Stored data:
★ ★ ★ ★
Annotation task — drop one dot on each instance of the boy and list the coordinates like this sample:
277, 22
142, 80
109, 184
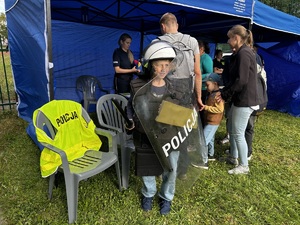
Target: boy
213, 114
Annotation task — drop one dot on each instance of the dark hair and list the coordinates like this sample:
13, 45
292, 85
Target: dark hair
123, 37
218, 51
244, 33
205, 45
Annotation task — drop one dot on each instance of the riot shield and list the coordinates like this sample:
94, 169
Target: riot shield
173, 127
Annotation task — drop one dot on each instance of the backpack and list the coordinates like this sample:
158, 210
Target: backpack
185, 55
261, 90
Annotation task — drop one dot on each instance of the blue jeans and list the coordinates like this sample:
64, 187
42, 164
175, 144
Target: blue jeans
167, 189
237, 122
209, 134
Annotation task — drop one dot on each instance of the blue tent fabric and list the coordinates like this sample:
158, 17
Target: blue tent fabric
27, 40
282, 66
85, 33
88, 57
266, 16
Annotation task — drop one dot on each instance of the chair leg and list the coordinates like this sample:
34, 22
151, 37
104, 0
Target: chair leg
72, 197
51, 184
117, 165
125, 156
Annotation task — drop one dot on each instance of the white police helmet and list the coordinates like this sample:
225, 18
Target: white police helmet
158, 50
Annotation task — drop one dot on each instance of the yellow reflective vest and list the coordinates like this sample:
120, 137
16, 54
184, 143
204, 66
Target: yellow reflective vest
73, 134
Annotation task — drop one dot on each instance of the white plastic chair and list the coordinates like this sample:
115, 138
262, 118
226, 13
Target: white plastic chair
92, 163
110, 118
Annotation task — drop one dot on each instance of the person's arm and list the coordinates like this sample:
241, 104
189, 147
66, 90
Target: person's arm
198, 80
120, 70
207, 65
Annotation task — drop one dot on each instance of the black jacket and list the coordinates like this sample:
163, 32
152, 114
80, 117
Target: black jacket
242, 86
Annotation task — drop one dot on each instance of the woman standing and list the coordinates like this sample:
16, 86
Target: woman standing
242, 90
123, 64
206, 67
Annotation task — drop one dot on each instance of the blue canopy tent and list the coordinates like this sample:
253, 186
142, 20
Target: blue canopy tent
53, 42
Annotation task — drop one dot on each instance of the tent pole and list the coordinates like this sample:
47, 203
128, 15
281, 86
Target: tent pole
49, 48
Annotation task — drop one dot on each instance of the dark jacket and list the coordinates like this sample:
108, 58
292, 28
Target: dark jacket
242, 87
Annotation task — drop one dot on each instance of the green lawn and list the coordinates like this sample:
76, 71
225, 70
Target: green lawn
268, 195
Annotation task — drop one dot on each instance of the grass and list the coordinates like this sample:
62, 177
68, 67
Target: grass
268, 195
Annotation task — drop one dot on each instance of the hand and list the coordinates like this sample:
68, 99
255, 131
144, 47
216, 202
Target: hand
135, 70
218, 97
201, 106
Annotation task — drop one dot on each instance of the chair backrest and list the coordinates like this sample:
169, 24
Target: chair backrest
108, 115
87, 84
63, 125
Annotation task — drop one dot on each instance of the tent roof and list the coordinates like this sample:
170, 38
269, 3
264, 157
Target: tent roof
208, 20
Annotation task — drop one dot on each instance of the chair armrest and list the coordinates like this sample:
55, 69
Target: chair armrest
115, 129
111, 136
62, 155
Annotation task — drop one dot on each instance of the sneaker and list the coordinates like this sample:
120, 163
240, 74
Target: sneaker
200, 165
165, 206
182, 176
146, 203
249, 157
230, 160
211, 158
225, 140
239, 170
★ ★ ★ ★
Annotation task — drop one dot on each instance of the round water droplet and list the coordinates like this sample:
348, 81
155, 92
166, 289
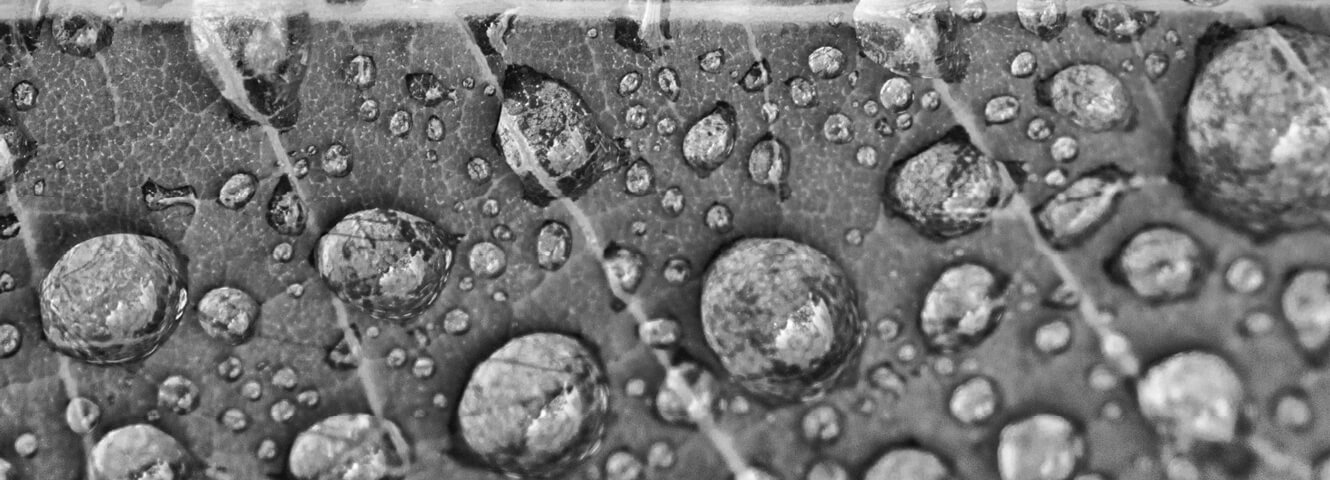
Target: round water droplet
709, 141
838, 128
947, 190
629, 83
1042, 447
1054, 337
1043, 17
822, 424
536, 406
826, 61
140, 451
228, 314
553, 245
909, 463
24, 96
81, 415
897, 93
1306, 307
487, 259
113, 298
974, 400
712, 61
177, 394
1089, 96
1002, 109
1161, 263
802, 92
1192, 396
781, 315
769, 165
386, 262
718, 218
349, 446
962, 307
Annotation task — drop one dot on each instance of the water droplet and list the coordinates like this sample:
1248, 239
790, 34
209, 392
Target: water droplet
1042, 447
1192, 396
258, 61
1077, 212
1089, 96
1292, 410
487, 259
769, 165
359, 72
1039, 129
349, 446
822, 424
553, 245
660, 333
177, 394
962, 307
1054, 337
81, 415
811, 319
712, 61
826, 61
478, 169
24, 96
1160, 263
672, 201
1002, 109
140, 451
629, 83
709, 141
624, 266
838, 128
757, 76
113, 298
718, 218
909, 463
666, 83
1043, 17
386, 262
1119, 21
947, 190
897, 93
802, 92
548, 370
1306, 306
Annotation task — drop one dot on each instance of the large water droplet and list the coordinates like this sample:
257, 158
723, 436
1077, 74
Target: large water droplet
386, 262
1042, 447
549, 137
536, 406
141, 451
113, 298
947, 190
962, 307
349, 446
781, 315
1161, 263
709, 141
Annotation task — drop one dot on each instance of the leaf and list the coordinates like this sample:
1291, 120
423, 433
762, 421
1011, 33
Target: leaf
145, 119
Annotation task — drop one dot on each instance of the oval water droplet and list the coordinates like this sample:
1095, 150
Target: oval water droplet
★ ★ ★ ★
• **What the task asks**
Give the number of lines in the entries above that contain the string "canopy", where case counts. Reply with the number only.

• **Finished task**
2